* **DOCUMENT EXTRACT**
Philip B. Onderdonk Jr., who served 35 years as American Legion national judge advocate, passed away June 1 after a valiant battle with cancer. He was 77.
The U.S. Army veteran of the Vietnam War and member of American Legion Post 183 in Parkville, Md., retired in 2018 from the national office he had held since 1983. He was the eighth national judge advocate in the organization’s history and the longest-serving constitutional officer.
As chief legal counsel for The American Legion, Onderdonk Jr. ensured that the organization’s National Constitution and Bylaws were upheld; the American Legion emblem was protected; national meetings were properly conducted; contracts and media releases were reviewed for legal compliance; and friend-of-the-court – amicus curiae – briefs were filed in support of positions, policies and resolutions from the nation’s largest organization of wartime veterans.
Onderdonk Jr.’s work to protect military and veterans memorials and monuments that contain religious symbols was nationally recognized in 2015. That year, at The American Legion National Convention in Baltimore, Liberty Legal Institute presented him with the first Philip B. Onderdonk Jr. Religious Freedom Award, which continues to be presented annually by the institute.
“This award is for those that have given sacrifice and had success in defending what our founders called our first freedom – religious freedom,” Liberty Legal Institute President and CEO Kelly Shackelford said when Onderdonk Jr. was surprised with the first award named in his honor. “(Onderdonk) has been instrumental in leadership and what The American Legion has done in standing to defend attacks against veterans memorials across our country.”
During his tenure, Onderdonk Jr. was also deeply involved with legislation that created the U.S. Court of Veterans Appeals in 1988, giving veterans judicial recourse to dispute VA disability claims decisions.
National American Legion officers and staff who worked with Onderdonk Jr. remember him for his civility, legal knowledge, devotion to The American Legion and wit.
“Phil was a friend who would do anything in the world to help you when needed,” American Legion National Adjutant Daniel S. Wheeler said. “He was loyal, loved The American Legion, and was a kind and gentle man. He had a great sense of humor and loved telling the same jokes over and over. It was part of his charm. I will miss him.”
U.S. Navy veteran Kevin J. Bartlett was appointed national judge advocate on Jan. 1, 2018, to succeed Onderdonk Jr. “On June 1, 2020, The American Legion lost a great man who I was fortunate enough to call my colleague and friend,” Bartlett said. “From the first time we met in 2002 until the last time we talked, we had numerous conversations, debates and discussions regarding so many legal issues. I will miss him and those talks.”
Onderdonk Jr. continued to serve as a legal consultant for the organization until August 2018.
At the time he announced his retirement, Onderdonk Jr. reflected on his time with The American Legion National Headquarters. That interview and video can be viewed here.
Condolences to his surviving wife Ann may be sent to: Ann Onderdonk, c/o American Legion National Judge Advocate’s Office, PO Box 1055, Indianapolis, IN, 46206.

* **RECORDS PROVIDED**
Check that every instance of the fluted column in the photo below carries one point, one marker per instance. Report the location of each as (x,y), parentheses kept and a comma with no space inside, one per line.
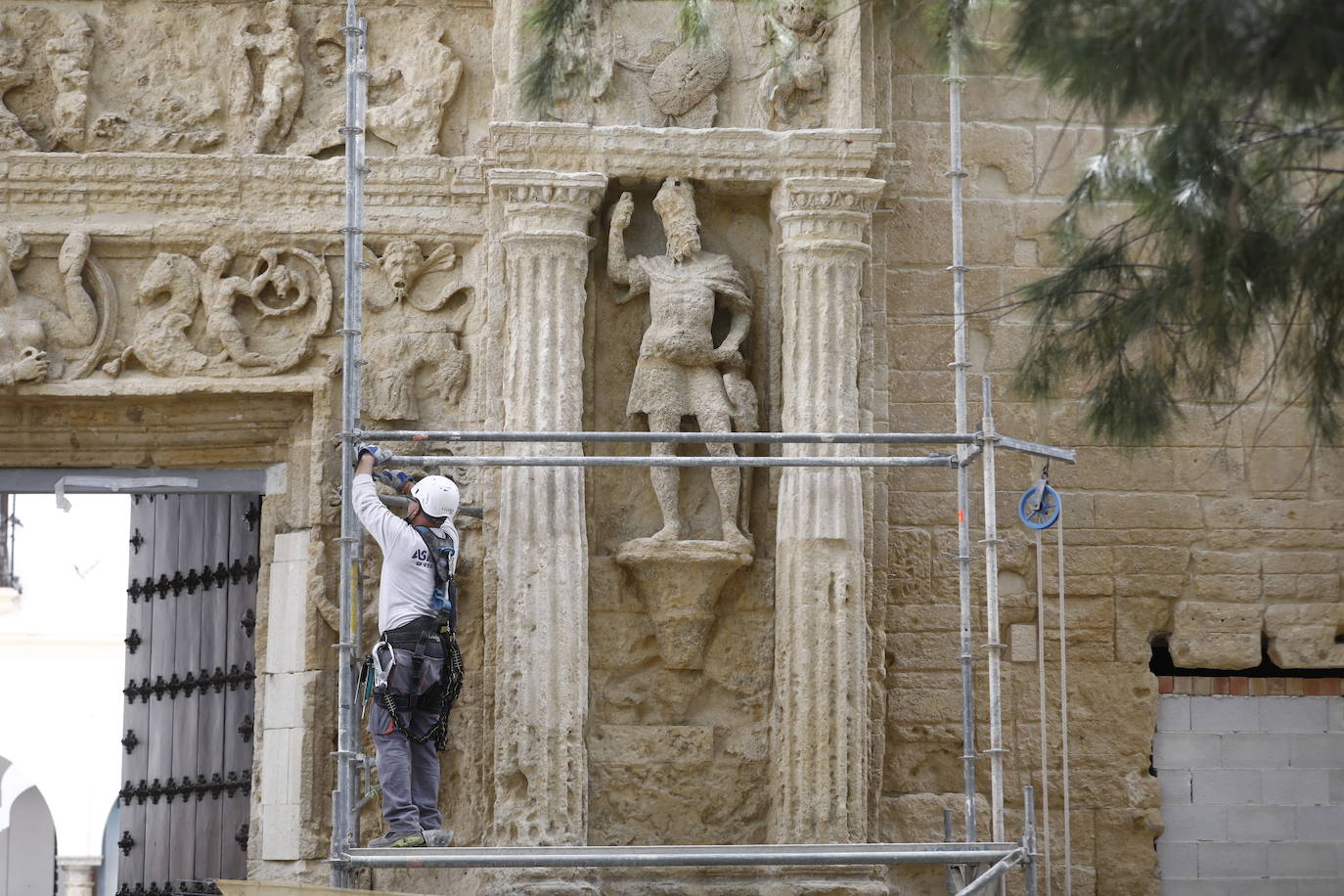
* * *
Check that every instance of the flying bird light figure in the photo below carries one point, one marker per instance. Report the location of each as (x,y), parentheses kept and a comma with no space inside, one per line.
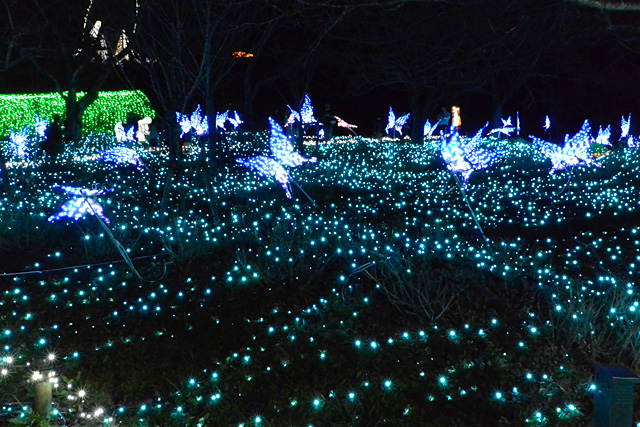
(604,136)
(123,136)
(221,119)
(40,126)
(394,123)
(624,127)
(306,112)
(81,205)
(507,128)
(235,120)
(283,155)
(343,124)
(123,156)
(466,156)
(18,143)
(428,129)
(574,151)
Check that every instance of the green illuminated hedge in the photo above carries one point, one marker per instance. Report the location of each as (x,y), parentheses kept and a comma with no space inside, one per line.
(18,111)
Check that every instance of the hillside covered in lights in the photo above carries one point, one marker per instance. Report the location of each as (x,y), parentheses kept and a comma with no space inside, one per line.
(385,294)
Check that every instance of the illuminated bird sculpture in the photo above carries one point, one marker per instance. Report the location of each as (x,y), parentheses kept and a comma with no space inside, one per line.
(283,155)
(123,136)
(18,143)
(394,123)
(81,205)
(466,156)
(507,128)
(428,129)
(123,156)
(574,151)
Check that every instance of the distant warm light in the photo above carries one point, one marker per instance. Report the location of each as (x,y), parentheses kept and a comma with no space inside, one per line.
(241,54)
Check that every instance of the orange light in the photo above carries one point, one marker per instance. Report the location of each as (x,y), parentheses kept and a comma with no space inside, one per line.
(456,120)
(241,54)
...
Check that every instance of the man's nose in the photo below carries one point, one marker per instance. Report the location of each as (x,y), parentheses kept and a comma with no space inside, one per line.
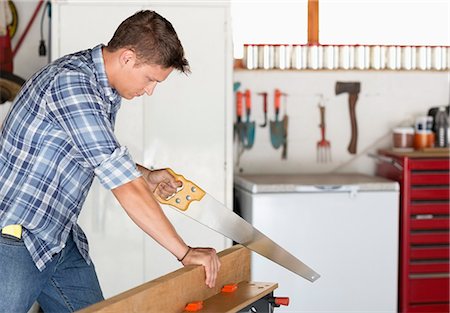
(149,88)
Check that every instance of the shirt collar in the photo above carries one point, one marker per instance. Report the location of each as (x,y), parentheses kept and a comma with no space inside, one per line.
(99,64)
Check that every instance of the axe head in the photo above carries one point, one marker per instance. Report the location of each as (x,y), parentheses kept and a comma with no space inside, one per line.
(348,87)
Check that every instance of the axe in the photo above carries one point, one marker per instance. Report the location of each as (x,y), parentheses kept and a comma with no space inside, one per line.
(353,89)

* **TASKS**
[1] Reproduce a passage from the Onderdonk obituary word for word, beginning at the words "Onderdonk Jr. continued" and stopping after "be viewed here.".
[2] In the Onderdonk obituary, who was appointed national judge advocate to succeed Onderdonk Jr.?

* **SOLUTIONS BY TASK**
[1]
Onderdonk Jr. continued to serve as a legal consultant for the organization until August 2018.
At the time he announced his retirement, Onderdonk Jr. reflected on his time with The American Legion National Headquarters. That interview and video can be viewed here.

[2] Kevin J. Bartlett, a U.S. Navy veteran, was appointed on Jan. 1, 2018.